In the material, rename "photo" to "image" throughout everything from the line containing "For the benchmark, point out every instance of the dirt" down to the line containing "point(1088, 86)", and reproduce only those lines with nothing else altered. Leave the pictures out of your answer.

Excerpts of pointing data
= = = = = = =
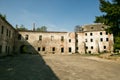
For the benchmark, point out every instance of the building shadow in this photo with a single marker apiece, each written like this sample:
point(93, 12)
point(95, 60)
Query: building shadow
point(26, 66)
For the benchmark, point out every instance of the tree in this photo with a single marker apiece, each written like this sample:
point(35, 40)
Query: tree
point(111, 17)
point(3, 16)
point(43, 28)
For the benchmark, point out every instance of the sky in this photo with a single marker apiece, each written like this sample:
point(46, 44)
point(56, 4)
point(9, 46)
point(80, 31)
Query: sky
point(57, 15)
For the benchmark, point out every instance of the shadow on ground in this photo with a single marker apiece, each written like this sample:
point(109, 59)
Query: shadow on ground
point(25, 67)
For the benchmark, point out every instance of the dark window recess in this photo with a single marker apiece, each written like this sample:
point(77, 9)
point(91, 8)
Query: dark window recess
point(91, 47)
point(53, 49)
point(104, 47)
point(77, 48)
point(89, 52)
point(91, 27)
point(62, 38)
point(0, 48)
point(91, 34)
point(43, 49)
point(100, 33)
point(2, 30)
point(62, 50)
point(52, 37)
point(101, 39)
point(40, 37)
point(38, 48)
point(107, 39)
point(91, 40)
point(69, 40)
point(26, 37)
point(19, 37)
point(70, 50)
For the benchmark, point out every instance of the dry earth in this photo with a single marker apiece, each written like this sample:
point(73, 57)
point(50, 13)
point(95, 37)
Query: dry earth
point(58, 67)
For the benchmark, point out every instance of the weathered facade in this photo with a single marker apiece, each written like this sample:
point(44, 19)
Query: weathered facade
point(89, 39)
point(7, 37)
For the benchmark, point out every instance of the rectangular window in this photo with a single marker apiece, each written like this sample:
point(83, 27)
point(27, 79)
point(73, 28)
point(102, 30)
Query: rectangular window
point(43, 49)
point(91, 40)
point(0, 49)
point(107, 39)
point(62, 38)
point(101, 39)
point(91, 34)
point(100, 33)
point(40, 37)
point(38, 48)
point(86, 47)
point(53, 49)
point(26, 37)
point(62, 50)
point(2, 30)
point(70, 50)
point(69, 40)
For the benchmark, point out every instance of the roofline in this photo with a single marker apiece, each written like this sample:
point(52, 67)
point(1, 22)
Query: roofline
point(7, 23)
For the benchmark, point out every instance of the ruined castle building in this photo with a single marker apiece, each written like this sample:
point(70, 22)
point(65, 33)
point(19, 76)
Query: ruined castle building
point(91, 39)
point(7, 37)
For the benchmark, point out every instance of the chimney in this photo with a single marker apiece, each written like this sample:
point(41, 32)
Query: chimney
point(33, 26)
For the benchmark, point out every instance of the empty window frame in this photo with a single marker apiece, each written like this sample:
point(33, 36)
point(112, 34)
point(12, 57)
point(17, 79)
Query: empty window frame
point(101, 39)
point(62, 50)
point(26, 37)
point(85, 34)
point(38, 48)
point(69, 40)
point(100, 33)
point(43, 49)
point(70, 49)
point(62, 38)
point(52, 37)
point(91, 40)
point(91, 47)
point(85, 40)
point(40, 37)
point(91, 34)
point(53, 49)
point(107, 39)
point(104, 47)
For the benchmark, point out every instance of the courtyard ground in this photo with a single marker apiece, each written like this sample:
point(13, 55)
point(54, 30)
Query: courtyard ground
point(58, 67)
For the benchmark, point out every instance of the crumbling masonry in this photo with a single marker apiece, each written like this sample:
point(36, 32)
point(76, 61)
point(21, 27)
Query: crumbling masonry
point(88, 39)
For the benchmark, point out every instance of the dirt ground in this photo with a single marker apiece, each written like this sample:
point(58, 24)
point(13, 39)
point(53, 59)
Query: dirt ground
point(58, 67)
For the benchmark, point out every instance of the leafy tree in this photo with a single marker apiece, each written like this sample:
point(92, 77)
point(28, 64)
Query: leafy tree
point(111, 15)
point(43, 28)
point(21, 27)
point(3, 16)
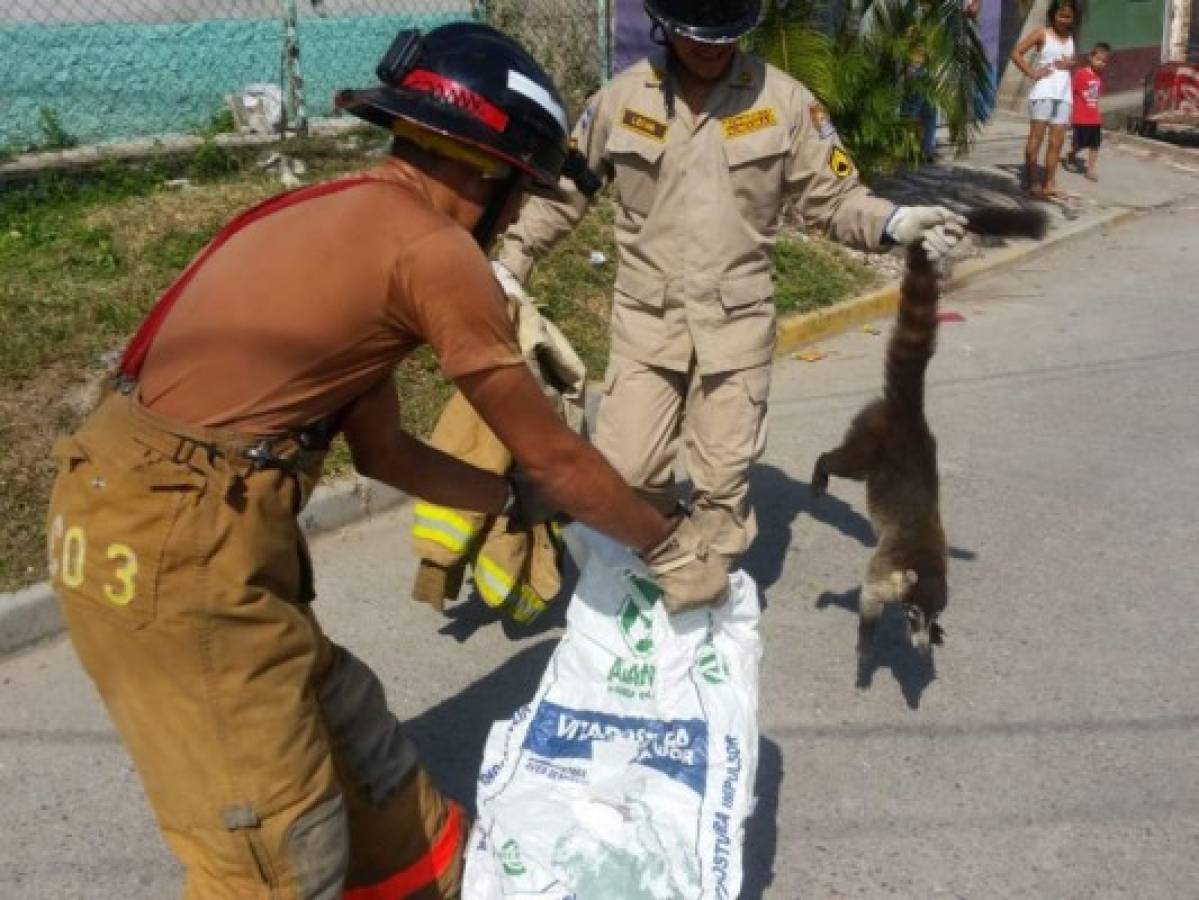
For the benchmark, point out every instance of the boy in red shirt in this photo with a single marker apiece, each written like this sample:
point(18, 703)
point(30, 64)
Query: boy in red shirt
point(1088, 86)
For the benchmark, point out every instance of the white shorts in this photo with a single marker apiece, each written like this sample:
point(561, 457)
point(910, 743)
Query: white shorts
point(1055, 112)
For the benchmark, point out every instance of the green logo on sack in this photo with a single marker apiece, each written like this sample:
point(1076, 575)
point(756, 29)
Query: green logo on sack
point(630, 674)
point(510, 858)
point(711, 666)
point(634, 614)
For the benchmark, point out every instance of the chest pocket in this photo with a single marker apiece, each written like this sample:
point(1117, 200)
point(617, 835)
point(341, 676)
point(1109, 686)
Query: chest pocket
point(637, 162)
point(755, 170)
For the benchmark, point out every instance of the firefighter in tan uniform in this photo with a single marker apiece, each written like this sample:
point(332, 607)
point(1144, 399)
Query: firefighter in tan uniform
point(703, 144)
point(269, 755)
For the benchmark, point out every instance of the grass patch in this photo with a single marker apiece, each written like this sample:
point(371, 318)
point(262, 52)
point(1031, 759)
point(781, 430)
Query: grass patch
point(809, 275)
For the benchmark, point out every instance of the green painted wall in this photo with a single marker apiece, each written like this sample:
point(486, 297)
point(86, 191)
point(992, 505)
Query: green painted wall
point(1124, 23)
point(118, 80)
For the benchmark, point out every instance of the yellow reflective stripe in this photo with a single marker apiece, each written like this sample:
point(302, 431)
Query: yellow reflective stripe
point(493, 583)
point(495, 586)
point(529, 605)
point(441, 526)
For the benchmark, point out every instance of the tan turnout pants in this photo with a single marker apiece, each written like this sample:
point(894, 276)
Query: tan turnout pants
point(270, 757)
point(721, 421)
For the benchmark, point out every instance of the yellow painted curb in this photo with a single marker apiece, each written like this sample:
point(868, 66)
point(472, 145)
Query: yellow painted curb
point(795, 331)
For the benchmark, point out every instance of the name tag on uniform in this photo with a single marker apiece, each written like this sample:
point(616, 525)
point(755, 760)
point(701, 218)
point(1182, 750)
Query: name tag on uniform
point(644, 125)
point(737, 126)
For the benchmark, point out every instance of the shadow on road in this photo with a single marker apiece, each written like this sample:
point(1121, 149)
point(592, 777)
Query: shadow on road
point(451, 735)
point(761, 829)
point(892, 650)
point(778, 500)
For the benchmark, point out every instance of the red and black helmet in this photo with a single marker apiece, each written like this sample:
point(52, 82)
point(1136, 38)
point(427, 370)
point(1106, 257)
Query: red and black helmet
point(706, 20)
point(475, 85)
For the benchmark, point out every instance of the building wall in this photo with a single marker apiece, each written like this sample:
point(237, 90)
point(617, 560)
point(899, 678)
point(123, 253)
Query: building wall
point(112, 80)
point(1133, 28)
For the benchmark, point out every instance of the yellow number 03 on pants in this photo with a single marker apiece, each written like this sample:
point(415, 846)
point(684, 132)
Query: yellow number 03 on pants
point(68, 553)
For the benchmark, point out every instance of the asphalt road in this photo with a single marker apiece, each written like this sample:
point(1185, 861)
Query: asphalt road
point(1053, 751)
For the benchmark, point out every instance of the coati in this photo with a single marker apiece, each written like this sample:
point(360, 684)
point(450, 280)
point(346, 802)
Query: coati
point(890, 446)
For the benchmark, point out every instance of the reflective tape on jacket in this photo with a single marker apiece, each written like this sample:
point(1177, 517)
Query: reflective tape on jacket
point(499, 591)
point(443, 526)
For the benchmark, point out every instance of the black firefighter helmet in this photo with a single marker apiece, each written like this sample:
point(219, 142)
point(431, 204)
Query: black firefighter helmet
point(706, 20)
point(477, 88)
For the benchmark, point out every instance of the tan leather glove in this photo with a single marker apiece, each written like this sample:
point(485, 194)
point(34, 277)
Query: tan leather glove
point(687, 572)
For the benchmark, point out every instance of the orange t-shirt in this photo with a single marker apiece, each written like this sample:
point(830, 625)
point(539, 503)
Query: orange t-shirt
point(303, 310)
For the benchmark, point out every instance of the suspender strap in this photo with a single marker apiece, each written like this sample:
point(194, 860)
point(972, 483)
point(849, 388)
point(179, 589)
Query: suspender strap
point(136, 352)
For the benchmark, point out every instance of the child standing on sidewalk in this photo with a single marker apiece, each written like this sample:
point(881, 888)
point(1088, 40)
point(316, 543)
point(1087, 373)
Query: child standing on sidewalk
point(1050, 97)
point(1088, 88)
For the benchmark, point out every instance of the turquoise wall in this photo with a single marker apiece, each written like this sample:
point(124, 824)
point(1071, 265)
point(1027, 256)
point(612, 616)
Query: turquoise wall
point(1124, 23)
point(109, 82)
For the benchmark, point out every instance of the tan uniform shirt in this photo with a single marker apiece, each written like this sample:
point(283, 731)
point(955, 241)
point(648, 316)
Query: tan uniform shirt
point(698, 201)
point(303, 310)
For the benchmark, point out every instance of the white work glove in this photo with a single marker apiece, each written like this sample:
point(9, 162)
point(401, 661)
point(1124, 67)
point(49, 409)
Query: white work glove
point(508, 282)
point(937, 228)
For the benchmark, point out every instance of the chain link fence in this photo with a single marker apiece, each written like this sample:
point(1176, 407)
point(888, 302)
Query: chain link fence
point(85, 71)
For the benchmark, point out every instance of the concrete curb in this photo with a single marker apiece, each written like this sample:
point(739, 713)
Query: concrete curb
point(796, 331)
point(32, 615)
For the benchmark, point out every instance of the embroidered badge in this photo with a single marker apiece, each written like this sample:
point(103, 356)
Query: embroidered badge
point(839, 162)
point(585, 120)
point(644, 125)
point(737, 126)
point(820, 120)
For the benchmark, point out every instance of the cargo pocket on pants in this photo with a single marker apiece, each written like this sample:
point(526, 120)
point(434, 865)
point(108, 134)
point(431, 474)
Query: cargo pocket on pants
point(109, 526)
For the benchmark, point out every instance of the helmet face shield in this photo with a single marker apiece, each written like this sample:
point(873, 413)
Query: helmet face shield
point(706, 20)
point(475, 85)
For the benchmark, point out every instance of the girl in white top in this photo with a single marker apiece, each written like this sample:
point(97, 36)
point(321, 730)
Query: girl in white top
point(1049, 98)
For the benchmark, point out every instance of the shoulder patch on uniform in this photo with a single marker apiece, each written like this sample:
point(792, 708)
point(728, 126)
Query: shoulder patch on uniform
point(644, 125)
point(737, 126)
point(820, 120)
point(839, 163)
point(585, 119)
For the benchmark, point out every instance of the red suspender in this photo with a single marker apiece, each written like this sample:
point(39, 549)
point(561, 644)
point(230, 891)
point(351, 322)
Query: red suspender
point(139, 346)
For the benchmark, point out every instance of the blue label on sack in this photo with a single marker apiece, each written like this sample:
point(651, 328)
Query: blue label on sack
point(678, 748)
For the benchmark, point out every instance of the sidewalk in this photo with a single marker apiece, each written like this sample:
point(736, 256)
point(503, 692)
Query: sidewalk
point(992, 171)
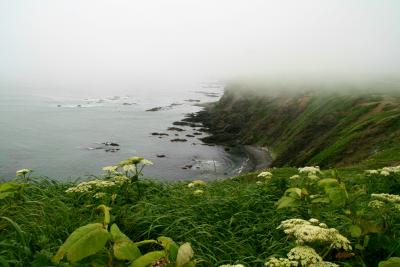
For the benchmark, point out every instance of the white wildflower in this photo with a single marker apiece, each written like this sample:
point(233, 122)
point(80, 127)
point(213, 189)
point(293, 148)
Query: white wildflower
point(314, 221)
point(99, 195)
point(305, 232)
point(376, 204)
point(280, 262)
point(324, 264)
point(305, 255)
point(311, 170)
point(120, 179)
point(387, 197)
point(198, 192)
point(129, 168)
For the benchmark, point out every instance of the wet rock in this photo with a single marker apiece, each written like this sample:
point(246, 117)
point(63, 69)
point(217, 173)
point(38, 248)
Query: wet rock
point(175, 129)
point(160, 134)
point(178, 140)
point(110, 144)
point(155, 109)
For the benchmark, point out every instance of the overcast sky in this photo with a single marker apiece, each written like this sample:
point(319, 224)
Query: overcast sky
point(97, 43)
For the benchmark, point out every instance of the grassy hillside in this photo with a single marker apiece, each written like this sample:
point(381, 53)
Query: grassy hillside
point(226, 222)
point(324, 128)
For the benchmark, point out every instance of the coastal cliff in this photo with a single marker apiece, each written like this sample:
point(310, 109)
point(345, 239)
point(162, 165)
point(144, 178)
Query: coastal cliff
point(308, 127)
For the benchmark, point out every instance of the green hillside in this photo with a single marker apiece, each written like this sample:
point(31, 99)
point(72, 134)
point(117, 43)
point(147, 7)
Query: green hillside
point(310, 127)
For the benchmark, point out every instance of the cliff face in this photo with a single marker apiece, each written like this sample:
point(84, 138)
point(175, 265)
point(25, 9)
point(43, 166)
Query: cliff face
point(318, 128)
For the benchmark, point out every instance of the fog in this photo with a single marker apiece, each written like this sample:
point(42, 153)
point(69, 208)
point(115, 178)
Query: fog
point(100, 46)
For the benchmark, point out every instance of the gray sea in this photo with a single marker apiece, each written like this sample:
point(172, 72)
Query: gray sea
point(62, 136)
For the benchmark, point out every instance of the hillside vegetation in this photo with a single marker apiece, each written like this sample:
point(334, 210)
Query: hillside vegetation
point(310, 127)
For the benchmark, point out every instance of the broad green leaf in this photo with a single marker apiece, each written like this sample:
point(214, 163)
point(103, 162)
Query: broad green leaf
point(320, 200)
point(148, 259)
point(337, 197)
point(126, 250)
point(106, 211)
point(185, 254)
point(355, 231)
point(293, 192)
point(83, 242)
point(391, 262)
point(328, 182)
point(117, 235)
point(287, 202)
point(145, 242)
point(170, 246)
point(4, 195)
point(190, 264)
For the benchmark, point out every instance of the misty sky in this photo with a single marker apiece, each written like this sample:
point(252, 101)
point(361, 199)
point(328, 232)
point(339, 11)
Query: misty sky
point(101, 44)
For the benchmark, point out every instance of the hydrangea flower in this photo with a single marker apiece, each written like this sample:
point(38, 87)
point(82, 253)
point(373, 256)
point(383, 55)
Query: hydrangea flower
point(281, 262)
point(311, 231)
point(311, 170)
point(305, 255)
point(198, 192)
point(386, 197)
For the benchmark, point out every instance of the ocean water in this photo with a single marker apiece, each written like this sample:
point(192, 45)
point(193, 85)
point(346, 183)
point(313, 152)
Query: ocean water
point(61, 136)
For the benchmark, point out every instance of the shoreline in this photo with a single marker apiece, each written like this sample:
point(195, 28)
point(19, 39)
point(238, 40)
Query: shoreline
point(259, 158)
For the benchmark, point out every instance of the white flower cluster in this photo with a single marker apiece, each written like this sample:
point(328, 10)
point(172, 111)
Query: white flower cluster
point(198, 192)
point(196, 183)
point(376, 204)
point(266, 175)
point(305, 255)
point(314, 231)
point(386, 171)
point(88, 186)
point(311, 170)
point(386, 197)
point(281, 262)
point(324, 264)
point(99, 195)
= = = = = = =
**Right answer**
For the benchmark, point out every instance of the dirt ground in this image with a single marker apiece, each written like this sample:
point(58, 24)
point(13, 39)
point(53, 59)
Query: dirt ground
point(58, 67)
For the benchmark, point out every instance of the leafy tree in this image with a single marker apiece, each written like this sample:
point(92, 77)
point(28, 64)
Query: leafy tree
point(111, 15)
point(43, 28)
point(21, 27)
point(3, 16)
For the benchmark, point out every instance of the boy in red shirt in this image with a single marker apiece, each written like this sample:
point(18, 703)
point(30, 64)
Query: boy in red shirt
point(1088, 86)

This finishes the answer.